TAREFA CURTA ->
Transcreva sem alterações o trecho da notícia sobre Ricardo Araújo Pereira que começa em "Luís Osório foi" e termina em "RAP não é o melhor humorista da sua geração.".

Ricardo Araújo Pereira acusado de bullying
Ricardo Aráujo Pereira fez uma referência ao ex-jornalista no “Isto É Gozar com Quem Trabalha”, da SIC. O antigo diretor de “A Capital” não gostou das críticas e, num longo desabafo publicado no Facebook, acusou o humorista de bullying.
Ricardo Araújo Pereira comparou Luís Osório – o antigo diretor de “A Capital” – a um cão quando recordou a entrevista que o antigo jornalista fez à ministra da Cultura e criticou-o:“Lambuzão com poder.” O ex-jornalista contra-atacou com um longo texto no Facebook.
Luís Osório foi alvo de sátira por parte Ricardo Aráujo Pereira durante uma emissão do programa “Isto É Gozar Com Quem Trabalha”, da SIC, à conta de uma entrevista feita à ministra da Cultura durante um podcast do PS. O humorista acusou o antigo jornalista de “lamber” as botas a Graça Fonseca quando mostrou a sua cadela em cima da mesa, a fazer o movimento com a língua aos sapatos. Num longo desabafo no Facebook, o ex-jornalista já reagiu e diz que Ricardo Araújo Pereira quis humilhá-lo por ter defendido que RAP não é o melhor humorista da sua geração.
Num momento inicial, Luís Osório acreditou que se tratava de uma brincadeira, mas depois viu que não. “Não era uma brincadeira. Ricardo montara a entrevista com bocadinhos que encaixou como se fosse um puzzle para criar a ideia que desejava. Uma mentira que fez passar por verdade” frisou. Ainda, confessou que nessa noite custou-lhe a adormecer por estar a pensar constantemente no motivo do ‘ataque’. Ponderou, até que considerou que poderia estar relacionado com um artigo que escreveu há quase um ano, publicado igualmente no Facebook, e no qual disse: “Ricardo Araújo Pereira não é o melhor humorista da sua geração.”
Leia abaixo o desabafo de Luís Osório.
POSTAL DO DIA
Ricardo Araújo Pereira
1.
A partir das dez da noite o meu telefone não parou de tocar.
Já viste?

ENTRADAS APRESENTADAS ->
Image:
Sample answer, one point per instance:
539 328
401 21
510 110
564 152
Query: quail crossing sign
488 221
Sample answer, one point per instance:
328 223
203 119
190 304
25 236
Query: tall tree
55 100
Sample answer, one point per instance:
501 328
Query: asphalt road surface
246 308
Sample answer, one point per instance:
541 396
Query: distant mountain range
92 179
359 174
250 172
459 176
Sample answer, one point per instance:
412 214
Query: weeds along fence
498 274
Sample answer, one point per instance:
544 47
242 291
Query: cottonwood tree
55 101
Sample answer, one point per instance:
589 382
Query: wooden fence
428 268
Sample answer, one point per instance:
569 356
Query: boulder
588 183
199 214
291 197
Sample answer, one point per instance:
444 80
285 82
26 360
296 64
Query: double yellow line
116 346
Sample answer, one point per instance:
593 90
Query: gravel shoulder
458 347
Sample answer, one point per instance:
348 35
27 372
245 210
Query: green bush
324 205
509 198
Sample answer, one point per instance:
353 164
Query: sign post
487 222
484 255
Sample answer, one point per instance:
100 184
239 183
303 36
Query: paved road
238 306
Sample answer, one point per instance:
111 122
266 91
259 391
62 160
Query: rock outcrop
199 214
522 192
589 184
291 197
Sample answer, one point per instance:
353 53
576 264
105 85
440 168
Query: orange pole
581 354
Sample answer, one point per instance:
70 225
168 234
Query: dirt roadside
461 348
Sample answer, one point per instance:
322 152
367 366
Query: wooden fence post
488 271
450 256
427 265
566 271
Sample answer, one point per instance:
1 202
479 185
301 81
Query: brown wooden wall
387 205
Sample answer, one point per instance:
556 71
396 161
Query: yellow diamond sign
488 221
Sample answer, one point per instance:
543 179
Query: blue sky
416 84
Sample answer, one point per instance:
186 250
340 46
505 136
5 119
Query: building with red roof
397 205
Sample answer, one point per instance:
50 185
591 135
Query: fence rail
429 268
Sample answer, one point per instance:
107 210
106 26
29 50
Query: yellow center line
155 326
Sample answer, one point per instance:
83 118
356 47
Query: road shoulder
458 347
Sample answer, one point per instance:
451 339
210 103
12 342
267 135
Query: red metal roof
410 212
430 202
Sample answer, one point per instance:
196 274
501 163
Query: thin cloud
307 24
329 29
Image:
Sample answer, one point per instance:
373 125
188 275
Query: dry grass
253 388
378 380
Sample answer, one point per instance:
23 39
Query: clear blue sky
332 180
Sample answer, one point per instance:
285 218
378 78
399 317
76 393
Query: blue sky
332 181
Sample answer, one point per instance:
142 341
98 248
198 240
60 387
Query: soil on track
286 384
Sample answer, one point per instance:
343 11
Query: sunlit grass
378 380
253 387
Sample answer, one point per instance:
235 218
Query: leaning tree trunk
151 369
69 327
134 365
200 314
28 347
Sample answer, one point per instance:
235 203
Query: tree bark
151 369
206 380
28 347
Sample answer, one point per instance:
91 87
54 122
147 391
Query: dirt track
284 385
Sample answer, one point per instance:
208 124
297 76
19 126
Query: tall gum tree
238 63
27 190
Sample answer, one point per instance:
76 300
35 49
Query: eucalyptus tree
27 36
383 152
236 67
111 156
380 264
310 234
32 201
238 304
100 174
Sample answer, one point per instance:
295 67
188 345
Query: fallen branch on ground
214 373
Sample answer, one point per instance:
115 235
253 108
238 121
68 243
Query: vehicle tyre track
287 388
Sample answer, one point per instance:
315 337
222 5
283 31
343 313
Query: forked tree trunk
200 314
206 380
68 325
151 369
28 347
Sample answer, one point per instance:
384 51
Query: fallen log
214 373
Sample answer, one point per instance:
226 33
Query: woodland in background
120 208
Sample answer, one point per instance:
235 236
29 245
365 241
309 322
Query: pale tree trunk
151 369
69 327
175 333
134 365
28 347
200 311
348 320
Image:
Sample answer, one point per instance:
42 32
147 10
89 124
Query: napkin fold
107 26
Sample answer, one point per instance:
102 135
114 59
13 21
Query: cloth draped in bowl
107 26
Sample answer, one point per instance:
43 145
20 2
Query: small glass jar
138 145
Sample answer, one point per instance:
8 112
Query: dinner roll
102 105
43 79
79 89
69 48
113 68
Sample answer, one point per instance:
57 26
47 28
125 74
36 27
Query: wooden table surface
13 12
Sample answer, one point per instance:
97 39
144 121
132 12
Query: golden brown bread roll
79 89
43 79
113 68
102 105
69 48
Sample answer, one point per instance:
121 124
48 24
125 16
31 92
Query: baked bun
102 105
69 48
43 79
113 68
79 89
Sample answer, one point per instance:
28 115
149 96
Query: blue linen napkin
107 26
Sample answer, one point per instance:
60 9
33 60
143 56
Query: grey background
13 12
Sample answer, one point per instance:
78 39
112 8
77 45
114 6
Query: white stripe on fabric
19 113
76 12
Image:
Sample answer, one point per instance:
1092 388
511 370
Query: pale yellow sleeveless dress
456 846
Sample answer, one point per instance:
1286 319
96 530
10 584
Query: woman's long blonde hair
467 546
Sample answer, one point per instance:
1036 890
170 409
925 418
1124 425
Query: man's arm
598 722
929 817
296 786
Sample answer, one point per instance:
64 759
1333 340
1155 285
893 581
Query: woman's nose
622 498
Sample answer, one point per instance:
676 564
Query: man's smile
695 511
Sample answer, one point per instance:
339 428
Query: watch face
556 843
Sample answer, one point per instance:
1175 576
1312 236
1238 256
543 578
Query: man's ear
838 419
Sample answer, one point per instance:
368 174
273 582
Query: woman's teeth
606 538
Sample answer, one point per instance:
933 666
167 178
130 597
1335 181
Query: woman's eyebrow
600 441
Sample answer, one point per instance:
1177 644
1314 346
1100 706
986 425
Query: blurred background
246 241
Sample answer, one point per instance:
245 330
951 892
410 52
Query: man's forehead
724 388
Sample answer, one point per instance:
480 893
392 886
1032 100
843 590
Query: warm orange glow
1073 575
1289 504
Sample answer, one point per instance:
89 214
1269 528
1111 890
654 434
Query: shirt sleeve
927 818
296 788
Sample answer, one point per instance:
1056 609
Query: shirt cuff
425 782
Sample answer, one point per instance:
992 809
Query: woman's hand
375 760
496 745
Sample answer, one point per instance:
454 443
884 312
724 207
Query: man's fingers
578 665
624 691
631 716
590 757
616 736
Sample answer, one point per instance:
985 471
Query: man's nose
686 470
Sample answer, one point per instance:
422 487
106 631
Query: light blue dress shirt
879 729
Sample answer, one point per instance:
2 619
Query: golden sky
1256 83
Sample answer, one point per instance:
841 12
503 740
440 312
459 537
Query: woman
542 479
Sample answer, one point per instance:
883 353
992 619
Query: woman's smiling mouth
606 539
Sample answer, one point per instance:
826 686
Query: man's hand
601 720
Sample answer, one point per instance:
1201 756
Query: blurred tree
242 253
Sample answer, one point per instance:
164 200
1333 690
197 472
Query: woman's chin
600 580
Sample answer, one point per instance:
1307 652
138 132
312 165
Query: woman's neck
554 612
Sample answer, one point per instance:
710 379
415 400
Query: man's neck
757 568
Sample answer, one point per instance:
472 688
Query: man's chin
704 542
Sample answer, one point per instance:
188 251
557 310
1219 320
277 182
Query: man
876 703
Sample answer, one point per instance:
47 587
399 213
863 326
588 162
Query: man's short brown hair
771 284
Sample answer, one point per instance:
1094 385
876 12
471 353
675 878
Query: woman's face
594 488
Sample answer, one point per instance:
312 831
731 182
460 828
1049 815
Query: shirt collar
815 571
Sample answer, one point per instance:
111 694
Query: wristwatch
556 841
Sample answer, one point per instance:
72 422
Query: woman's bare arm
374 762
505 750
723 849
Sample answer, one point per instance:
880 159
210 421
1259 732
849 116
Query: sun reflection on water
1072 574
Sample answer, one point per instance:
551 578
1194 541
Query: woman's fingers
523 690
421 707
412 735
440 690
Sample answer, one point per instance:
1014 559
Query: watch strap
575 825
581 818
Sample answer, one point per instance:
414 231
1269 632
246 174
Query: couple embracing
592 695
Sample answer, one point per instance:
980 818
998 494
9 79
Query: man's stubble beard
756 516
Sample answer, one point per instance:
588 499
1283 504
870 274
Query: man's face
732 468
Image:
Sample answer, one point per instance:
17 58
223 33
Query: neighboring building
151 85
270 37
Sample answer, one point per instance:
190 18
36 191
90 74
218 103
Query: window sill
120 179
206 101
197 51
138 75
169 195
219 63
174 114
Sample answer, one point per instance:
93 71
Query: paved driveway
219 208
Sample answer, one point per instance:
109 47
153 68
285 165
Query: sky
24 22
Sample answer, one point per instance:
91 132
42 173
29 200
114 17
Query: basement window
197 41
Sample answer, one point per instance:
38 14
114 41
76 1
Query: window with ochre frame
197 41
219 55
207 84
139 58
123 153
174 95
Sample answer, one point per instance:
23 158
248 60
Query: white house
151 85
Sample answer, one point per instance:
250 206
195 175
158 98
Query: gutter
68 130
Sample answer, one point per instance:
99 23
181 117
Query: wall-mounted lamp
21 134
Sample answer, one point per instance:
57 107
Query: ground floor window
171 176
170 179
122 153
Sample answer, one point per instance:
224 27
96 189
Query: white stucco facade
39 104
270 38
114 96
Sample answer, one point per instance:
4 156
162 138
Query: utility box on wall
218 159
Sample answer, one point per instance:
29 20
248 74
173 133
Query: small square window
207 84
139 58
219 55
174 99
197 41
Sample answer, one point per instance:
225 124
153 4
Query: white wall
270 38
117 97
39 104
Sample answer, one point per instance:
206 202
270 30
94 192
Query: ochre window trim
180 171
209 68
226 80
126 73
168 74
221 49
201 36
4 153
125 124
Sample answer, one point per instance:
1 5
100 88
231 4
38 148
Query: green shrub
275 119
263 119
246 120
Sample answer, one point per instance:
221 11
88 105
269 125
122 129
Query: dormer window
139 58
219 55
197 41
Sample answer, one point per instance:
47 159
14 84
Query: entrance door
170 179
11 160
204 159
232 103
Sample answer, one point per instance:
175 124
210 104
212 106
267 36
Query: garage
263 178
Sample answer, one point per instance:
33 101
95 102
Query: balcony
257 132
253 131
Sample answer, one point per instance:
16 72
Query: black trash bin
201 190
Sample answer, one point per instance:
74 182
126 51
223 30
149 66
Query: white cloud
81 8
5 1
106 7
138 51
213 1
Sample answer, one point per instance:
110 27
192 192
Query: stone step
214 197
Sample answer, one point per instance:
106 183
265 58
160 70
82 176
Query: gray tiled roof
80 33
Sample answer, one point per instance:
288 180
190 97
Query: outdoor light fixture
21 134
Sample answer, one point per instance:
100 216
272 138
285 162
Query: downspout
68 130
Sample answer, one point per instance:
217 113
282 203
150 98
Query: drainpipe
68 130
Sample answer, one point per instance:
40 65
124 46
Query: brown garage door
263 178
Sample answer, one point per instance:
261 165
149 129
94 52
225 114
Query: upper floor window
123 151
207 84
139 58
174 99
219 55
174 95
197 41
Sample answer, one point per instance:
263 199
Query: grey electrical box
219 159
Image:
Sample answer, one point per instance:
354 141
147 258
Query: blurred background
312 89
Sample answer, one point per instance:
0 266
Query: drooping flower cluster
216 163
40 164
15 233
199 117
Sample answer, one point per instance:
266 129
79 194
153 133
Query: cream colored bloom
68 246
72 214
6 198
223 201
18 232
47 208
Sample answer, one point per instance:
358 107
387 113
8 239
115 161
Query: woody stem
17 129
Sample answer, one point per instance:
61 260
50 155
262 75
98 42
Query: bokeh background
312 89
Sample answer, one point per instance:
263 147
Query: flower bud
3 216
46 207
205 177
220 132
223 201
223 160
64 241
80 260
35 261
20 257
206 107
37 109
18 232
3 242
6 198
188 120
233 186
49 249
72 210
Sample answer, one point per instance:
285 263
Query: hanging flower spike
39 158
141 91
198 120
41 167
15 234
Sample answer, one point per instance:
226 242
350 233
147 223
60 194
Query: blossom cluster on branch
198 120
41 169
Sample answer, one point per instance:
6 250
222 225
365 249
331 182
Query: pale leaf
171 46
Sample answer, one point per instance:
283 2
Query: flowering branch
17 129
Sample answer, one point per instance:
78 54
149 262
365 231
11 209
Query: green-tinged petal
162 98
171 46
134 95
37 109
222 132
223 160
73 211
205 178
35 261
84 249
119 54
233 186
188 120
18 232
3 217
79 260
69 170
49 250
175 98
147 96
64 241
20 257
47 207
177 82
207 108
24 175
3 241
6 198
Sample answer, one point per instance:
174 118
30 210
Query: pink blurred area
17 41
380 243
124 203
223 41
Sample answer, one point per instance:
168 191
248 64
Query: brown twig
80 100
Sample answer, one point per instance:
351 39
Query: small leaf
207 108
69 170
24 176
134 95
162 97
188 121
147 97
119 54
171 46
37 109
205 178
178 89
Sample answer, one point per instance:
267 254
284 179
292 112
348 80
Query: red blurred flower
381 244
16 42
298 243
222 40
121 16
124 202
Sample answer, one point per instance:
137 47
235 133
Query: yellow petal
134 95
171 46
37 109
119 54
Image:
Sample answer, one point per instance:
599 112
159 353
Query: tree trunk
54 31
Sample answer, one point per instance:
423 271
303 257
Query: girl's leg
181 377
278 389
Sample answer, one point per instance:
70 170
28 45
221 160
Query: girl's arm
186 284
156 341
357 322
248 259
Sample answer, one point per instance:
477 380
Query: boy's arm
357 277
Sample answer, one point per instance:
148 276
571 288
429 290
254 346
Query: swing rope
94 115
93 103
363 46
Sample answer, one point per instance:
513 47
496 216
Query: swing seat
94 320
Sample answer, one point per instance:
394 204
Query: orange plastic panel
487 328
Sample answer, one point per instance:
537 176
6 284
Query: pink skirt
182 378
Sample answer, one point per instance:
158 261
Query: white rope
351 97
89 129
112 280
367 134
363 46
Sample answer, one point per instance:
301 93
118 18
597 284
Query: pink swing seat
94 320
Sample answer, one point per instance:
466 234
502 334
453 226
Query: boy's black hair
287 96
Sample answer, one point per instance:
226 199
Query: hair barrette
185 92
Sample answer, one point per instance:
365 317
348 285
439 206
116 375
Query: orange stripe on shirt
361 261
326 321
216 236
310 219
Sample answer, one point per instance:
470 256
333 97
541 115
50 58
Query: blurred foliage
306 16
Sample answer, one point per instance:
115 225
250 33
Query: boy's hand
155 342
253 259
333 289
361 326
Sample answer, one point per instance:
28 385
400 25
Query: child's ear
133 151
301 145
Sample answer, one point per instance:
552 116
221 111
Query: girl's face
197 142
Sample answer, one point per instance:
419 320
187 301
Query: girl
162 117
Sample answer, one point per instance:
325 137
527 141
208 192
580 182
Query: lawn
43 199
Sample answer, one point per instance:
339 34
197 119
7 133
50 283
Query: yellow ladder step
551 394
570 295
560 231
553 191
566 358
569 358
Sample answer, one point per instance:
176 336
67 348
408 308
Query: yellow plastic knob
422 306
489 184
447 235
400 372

RESULTADO DA TAREFA ->
Luís Osório foi alvo de sátira por parte Ricardo Aráujo Pereira durante uma emissão do programa “Isto É Gozar Com Quem Trabalha”, da SIC, à conta de uma entrevista feita à ministra da Cultura durante um podcast do PS. O humorista acusou o antigo jornalista de “lamber” as botas a Graça Fonseca quando mostrou a sua cadela em cima da mesa, a fazer o movimento com a língua aos sapatos. Num longo desabafo no Facebook, o ex-jornalista já reagiu e diz que Ricardo Araújo Pereira quis humilhá-lo por ter defendido que RAP não é o melhor humorista da sua geração.